=== Records shown ===

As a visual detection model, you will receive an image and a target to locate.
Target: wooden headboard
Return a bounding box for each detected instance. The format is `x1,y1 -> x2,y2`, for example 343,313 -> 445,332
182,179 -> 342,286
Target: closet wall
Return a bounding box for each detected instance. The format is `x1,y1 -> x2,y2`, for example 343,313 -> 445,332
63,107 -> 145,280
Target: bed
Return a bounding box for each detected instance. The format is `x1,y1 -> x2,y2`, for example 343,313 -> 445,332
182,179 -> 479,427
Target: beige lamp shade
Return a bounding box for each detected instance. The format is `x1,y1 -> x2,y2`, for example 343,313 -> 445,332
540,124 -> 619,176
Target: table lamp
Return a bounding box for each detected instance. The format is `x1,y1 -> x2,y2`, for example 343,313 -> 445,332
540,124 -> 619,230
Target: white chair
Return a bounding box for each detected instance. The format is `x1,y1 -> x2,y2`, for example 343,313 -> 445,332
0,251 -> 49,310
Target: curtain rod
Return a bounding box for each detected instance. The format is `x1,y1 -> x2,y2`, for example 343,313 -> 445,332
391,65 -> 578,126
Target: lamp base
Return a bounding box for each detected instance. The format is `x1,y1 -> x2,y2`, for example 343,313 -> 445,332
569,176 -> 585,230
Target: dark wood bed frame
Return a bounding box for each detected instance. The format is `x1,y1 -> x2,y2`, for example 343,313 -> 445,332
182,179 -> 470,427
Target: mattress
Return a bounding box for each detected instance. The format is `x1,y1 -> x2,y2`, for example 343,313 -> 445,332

=== Exercise task ===
Please rewrite the data above, switching every "bounding box" to "rectangle" and leaving all other text as it is.

=== Task response ===
As a visual detection model, you will receive an image and a target to locate.
Target: wooden headboard
Return a rectangle for each detected instance. The format is `x1,y1 -> x2,y2`, for example 343,313 -> 445,332
182,179 -> 342,286
Target: closet wall
Return a rectangle for each detected instance. The format is `x1,y1 -> x2,y2`, for example 343,313 -> 445,332
63,107 -> 145,280
Target: bed
Return a rectangle for each detected instance. The format is `x1,y1 -> x2,y2`, for example 343,313 -> 445,332
182,179 -> 479,427
Target: beige lamp shade
Return a rectangle for each detected instance. The format is `x1,y1 -> x2,y2`, for example 343,313 -> 445,332
540,124 -> 619,176
Target: table lamp
Return a rectangle for each detected instance. The format is `x1,y1 -> x2,y2`, for example 343,313 -> 445,332
540,124 -> 619,230
Target: white chair
Return a rectangle for each detected instance. The format is `x1,y1 -> x2,y2`, for example 343,313 -> 445,332
0,251 -> 49,310
Target: curtain rod
Return a rectangle for each detected instance. The format is `x1,y1 -> x2,y2`, for example 343,313 -> 445,332
391,65 -> 578,126
Target: lamp base
Return a rectangle for each detected instance. The format is `x1,y1 -> x2,y2`, for example 343,313 -> 445,332
569,176 -> 585,230
Target: dark wood bed frame
Return a rectangle for each detected instance. The format is `x1,y1 -> x2,y2`, for example 343,313 -> 445,332
182,179 -> 470,427
Target: mattress
Return a rectangle for each detected instance. The format is `x1,y1 -> x2,y2`, for example 343,313 -> 445,332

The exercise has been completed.